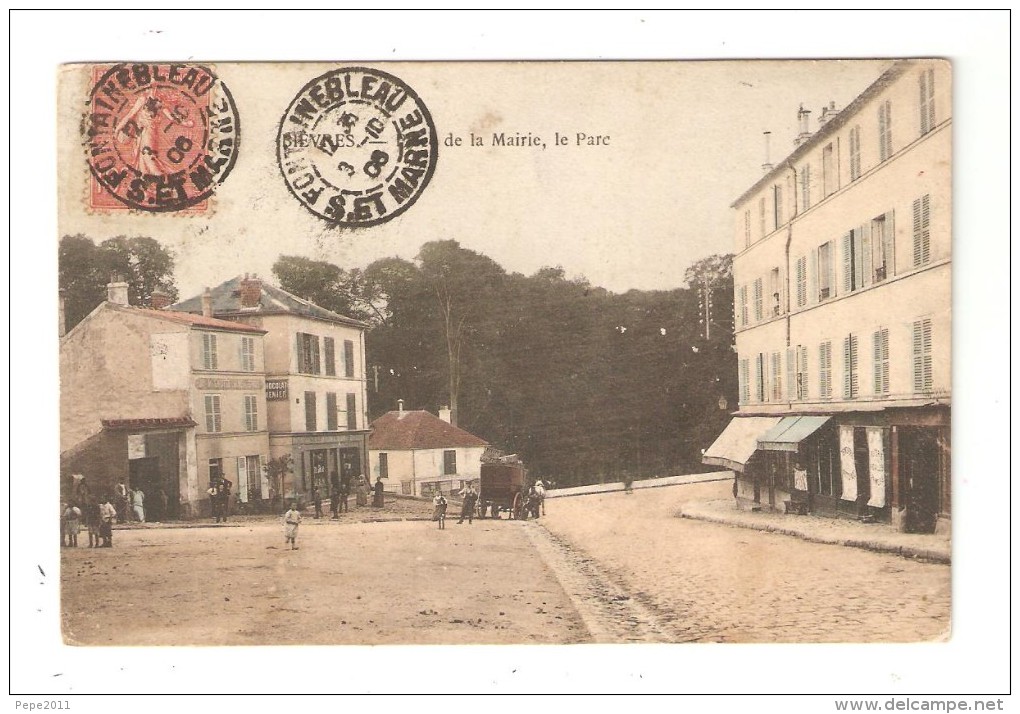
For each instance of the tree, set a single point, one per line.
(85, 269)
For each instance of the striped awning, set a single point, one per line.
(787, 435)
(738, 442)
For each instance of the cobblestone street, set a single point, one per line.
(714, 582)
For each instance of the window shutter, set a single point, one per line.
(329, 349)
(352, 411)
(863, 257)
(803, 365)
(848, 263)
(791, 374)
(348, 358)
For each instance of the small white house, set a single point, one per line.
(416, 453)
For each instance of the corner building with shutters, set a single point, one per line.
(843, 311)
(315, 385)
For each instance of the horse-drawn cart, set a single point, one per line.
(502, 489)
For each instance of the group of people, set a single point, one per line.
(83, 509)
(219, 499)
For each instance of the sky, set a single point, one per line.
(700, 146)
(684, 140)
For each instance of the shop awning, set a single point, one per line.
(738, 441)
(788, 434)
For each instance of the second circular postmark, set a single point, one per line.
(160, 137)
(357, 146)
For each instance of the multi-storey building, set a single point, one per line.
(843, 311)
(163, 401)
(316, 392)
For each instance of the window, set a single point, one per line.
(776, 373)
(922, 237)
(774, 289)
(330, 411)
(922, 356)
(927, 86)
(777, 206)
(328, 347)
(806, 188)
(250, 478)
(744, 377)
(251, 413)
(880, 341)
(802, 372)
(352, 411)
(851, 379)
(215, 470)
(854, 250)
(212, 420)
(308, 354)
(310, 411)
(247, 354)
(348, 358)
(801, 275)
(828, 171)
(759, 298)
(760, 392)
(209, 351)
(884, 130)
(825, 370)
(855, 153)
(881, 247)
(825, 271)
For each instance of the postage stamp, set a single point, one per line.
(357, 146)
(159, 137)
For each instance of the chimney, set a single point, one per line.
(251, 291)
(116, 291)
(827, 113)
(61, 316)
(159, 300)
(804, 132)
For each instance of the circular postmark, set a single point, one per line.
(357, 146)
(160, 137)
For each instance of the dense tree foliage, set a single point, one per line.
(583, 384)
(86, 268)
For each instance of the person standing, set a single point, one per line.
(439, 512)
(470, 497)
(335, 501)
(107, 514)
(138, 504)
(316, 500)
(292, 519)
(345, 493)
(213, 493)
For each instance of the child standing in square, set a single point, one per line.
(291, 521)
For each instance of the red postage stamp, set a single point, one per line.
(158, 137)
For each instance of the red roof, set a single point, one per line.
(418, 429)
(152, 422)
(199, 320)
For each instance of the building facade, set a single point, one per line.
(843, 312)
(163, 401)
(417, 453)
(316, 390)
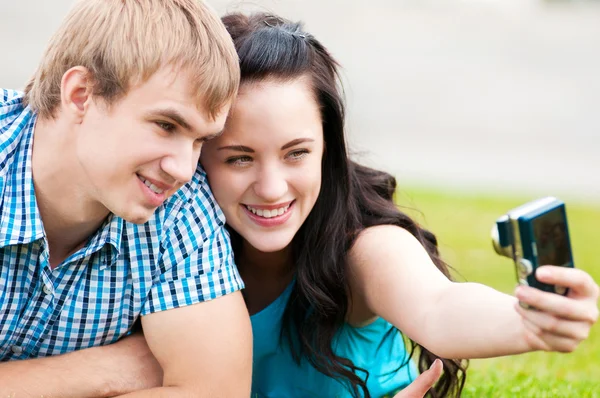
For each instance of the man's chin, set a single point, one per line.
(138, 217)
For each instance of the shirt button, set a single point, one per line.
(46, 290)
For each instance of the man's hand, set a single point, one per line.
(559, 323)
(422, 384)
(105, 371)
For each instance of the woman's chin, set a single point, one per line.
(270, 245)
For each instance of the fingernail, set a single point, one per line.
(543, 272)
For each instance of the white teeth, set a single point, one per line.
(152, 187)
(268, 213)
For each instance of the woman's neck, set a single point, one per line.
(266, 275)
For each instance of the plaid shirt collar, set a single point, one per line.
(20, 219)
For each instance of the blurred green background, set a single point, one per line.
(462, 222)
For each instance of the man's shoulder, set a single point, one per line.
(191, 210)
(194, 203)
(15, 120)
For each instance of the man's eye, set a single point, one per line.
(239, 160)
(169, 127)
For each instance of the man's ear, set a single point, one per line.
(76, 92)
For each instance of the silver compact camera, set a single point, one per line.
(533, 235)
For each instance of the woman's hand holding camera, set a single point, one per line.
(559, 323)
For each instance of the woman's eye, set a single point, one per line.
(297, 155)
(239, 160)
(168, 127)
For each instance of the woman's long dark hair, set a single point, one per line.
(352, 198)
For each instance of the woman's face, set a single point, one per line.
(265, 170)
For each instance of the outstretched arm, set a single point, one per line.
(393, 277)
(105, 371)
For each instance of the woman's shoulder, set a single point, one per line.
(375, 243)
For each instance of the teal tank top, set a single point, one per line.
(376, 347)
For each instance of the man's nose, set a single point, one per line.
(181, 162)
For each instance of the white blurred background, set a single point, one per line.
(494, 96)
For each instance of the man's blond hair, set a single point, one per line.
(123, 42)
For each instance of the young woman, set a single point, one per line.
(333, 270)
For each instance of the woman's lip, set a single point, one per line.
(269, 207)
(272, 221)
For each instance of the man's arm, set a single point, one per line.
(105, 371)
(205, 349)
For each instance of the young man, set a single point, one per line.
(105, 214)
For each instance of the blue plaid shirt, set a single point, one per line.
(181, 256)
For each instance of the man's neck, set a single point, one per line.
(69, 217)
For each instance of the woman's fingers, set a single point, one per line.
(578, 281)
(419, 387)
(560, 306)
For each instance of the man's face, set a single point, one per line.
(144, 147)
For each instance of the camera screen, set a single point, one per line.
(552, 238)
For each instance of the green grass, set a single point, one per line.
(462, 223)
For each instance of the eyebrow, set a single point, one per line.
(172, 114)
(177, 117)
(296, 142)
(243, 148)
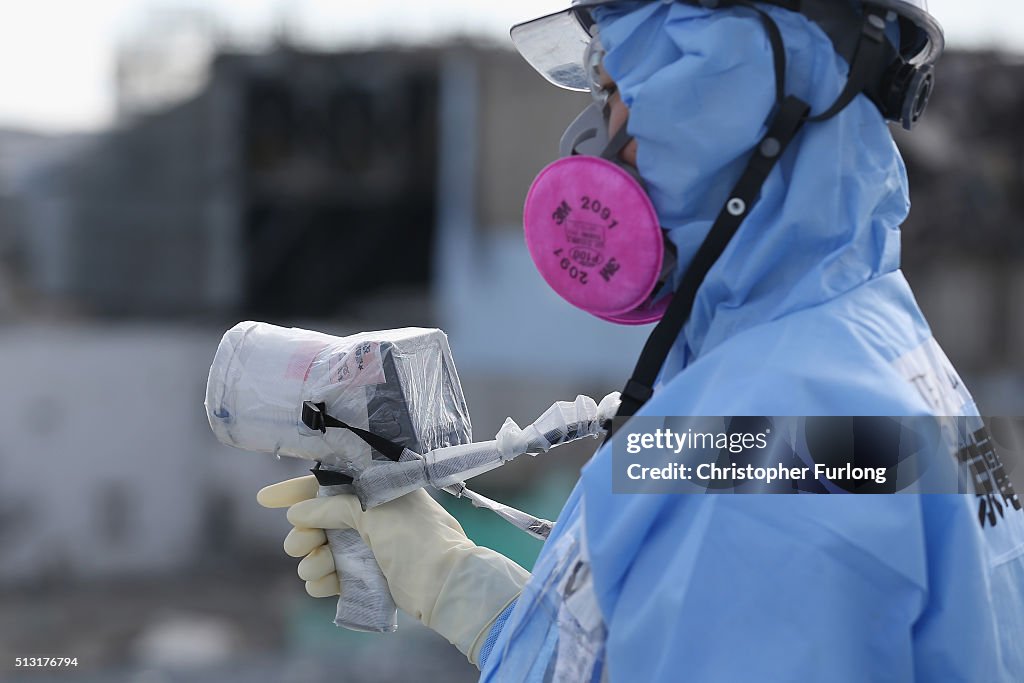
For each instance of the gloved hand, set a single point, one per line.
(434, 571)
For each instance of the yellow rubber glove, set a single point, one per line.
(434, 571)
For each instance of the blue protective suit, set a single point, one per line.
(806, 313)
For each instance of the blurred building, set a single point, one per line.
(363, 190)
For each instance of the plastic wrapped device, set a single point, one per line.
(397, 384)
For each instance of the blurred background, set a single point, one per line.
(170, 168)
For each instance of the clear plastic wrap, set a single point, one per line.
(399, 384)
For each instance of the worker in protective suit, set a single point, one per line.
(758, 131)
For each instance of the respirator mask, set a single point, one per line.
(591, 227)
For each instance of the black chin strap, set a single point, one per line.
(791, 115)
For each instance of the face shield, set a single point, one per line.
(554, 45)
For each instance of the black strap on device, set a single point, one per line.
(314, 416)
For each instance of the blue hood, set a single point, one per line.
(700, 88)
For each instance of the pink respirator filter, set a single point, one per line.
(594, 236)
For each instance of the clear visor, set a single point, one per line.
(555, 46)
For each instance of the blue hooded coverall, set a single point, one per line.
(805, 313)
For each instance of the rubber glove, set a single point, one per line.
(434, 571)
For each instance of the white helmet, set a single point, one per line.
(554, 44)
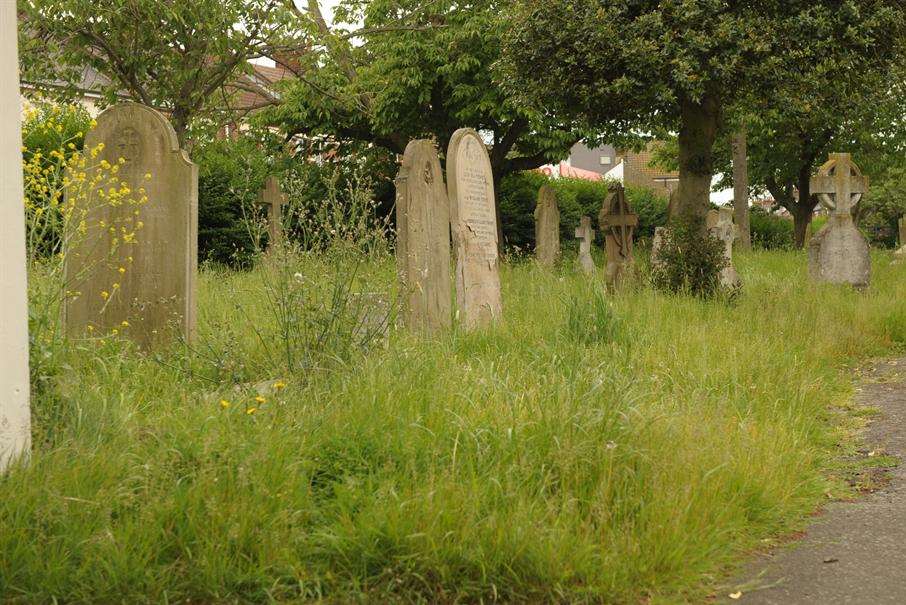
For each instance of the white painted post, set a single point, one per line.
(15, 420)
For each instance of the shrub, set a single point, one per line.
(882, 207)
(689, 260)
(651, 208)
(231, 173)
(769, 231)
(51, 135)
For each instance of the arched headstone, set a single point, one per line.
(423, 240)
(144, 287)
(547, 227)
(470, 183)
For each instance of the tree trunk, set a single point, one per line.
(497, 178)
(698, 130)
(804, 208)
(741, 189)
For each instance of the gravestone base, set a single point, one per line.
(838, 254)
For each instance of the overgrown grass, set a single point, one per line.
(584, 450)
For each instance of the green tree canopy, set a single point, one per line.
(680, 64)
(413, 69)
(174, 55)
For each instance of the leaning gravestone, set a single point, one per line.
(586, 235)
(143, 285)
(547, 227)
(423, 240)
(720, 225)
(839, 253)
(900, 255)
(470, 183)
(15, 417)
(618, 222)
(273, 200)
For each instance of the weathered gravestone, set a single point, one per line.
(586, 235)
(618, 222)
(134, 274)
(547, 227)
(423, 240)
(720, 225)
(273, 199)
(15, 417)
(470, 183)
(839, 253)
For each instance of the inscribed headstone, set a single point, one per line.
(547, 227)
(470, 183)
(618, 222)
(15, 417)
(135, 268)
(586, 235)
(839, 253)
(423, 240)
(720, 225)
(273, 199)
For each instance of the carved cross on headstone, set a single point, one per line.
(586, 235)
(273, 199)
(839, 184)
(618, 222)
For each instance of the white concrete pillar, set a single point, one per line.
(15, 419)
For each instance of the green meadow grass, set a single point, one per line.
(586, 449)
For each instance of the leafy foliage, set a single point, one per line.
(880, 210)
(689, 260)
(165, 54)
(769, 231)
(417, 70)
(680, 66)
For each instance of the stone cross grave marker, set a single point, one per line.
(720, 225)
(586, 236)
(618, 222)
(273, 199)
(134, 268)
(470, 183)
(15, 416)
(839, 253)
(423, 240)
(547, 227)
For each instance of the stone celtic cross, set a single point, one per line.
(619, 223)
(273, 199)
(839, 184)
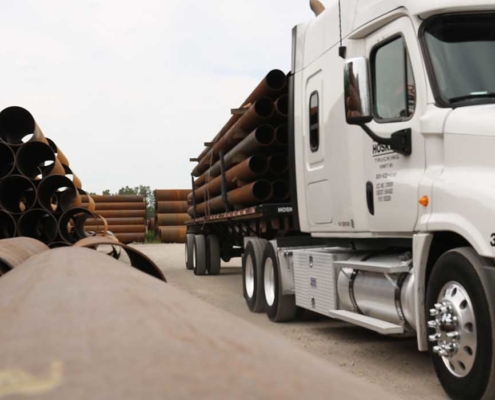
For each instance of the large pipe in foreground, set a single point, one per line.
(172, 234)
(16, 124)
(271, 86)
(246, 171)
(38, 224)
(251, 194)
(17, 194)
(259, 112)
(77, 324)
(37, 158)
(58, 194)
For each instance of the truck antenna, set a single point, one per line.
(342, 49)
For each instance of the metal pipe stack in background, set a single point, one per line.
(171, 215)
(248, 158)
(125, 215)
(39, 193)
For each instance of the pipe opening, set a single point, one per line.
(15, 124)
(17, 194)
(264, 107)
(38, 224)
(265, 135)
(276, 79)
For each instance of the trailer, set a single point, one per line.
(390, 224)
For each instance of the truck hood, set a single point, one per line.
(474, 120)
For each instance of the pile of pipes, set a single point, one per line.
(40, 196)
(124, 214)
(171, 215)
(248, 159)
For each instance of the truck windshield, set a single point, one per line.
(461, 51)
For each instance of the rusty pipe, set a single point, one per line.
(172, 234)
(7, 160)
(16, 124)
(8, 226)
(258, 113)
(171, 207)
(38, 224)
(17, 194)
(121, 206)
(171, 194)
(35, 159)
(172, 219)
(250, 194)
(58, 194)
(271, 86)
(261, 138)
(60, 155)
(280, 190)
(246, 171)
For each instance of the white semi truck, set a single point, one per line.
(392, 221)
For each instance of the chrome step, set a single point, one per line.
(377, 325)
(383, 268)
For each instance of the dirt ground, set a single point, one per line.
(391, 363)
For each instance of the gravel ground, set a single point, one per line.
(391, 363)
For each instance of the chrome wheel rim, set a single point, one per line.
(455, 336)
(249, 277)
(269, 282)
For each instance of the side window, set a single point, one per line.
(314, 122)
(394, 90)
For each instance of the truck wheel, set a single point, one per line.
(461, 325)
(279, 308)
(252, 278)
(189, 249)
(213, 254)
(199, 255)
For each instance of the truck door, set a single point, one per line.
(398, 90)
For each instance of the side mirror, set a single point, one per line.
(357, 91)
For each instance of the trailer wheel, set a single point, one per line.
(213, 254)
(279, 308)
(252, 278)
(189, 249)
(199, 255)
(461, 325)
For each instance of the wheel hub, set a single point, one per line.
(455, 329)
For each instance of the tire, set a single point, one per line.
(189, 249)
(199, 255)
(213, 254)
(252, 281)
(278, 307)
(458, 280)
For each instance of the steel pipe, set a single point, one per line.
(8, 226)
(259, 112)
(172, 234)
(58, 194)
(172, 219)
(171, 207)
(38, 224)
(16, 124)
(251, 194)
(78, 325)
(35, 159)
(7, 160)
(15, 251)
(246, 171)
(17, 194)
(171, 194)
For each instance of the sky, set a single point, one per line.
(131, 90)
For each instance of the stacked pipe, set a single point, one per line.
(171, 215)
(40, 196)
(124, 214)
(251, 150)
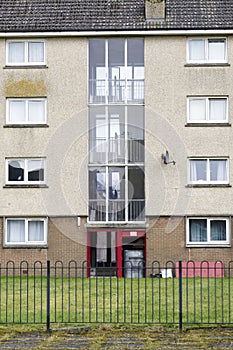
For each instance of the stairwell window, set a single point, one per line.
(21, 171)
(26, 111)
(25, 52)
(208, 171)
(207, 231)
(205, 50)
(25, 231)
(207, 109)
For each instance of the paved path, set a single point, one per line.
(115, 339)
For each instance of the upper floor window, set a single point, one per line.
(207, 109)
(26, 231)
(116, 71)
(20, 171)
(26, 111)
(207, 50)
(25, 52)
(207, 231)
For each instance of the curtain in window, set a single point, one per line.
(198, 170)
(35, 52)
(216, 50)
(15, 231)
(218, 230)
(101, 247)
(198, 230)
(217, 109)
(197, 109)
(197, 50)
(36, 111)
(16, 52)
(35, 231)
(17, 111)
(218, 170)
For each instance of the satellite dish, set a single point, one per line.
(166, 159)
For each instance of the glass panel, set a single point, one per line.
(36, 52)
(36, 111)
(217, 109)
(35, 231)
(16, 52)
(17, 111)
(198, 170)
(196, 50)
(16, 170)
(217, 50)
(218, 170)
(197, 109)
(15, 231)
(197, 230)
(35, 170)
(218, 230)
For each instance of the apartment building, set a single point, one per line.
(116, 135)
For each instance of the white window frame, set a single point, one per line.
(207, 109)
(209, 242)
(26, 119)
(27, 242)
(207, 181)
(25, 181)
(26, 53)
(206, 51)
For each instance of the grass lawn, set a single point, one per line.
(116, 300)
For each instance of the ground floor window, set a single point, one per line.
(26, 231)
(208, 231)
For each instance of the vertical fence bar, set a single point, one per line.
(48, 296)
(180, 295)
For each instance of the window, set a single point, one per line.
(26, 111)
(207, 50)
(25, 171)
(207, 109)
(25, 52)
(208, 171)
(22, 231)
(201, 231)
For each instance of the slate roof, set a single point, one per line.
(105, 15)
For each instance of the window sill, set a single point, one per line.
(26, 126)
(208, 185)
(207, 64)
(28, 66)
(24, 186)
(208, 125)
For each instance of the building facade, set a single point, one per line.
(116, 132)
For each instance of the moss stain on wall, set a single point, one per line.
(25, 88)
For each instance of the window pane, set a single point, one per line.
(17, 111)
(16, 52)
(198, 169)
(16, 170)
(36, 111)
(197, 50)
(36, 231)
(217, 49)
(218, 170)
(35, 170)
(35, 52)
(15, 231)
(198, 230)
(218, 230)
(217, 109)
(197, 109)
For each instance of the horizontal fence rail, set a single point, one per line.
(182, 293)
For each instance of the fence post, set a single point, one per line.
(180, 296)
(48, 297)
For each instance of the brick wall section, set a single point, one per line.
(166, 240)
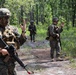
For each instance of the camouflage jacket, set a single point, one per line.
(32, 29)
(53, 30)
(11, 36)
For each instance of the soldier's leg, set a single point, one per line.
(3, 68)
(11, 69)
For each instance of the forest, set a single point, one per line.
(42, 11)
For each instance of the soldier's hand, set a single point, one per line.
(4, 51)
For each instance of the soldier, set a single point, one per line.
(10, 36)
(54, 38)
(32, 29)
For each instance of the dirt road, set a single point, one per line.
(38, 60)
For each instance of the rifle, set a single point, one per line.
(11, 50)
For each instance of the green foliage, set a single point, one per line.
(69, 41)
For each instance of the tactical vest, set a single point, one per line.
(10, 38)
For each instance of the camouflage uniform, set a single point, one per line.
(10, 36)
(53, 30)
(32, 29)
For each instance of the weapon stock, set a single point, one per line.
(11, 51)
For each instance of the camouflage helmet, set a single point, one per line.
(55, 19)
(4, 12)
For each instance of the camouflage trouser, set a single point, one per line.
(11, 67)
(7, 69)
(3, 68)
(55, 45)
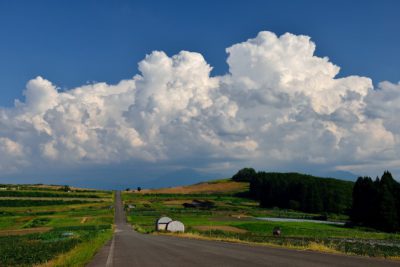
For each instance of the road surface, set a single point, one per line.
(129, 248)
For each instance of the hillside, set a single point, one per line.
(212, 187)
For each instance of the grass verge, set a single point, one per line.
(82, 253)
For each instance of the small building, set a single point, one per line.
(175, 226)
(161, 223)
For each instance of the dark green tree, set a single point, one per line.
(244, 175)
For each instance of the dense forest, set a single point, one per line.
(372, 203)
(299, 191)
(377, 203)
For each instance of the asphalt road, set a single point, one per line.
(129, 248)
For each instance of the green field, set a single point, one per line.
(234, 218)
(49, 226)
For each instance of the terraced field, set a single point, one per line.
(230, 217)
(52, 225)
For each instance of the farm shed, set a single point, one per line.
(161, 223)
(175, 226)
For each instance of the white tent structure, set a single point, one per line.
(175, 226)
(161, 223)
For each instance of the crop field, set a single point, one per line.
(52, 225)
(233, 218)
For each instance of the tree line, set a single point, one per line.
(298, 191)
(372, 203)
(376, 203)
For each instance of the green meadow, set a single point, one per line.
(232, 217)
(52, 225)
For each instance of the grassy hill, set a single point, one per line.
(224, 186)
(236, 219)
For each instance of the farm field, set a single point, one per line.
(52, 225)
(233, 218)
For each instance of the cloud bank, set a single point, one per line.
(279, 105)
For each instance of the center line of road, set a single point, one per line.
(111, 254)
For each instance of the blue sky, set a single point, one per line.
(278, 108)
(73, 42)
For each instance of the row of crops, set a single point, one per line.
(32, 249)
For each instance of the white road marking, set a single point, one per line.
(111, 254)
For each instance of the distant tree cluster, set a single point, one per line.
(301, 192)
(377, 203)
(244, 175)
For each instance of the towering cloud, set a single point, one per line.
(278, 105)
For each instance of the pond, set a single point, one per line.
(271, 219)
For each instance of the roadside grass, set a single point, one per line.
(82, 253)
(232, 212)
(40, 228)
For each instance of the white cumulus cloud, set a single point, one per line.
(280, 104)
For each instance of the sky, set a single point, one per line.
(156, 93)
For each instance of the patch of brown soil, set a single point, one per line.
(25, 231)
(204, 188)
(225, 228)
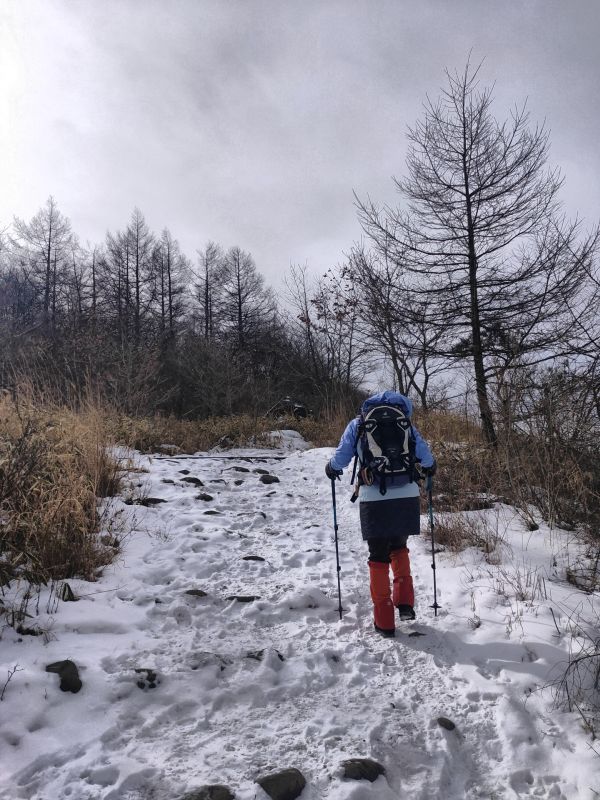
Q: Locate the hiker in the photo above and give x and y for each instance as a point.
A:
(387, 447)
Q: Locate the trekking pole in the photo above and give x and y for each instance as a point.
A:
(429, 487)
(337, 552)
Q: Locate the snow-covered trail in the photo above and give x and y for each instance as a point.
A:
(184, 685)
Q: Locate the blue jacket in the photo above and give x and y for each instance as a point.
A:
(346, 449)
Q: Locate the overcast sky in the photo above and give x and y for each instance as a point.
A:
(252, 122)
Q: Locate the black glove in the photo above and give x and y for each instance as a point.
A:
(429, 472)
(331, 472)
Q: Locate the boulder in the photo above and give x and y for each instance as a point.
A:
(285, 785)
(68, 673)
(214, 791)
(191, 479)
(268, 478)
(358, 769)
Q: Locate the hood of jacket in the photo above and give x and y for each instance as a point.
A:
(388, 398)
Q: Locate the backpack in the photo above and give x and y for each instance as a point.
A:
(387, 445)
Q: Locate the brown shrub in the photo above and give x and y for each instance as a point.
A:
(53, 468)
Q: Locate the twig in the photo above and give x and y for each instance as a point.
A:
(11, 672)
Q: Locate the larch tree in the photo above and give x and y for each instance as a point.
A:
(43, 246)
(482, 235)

• _Aim of the task_
Line count for "above": state how many lines of the records contain it, and give only the number.

• _Solution to this problem_
12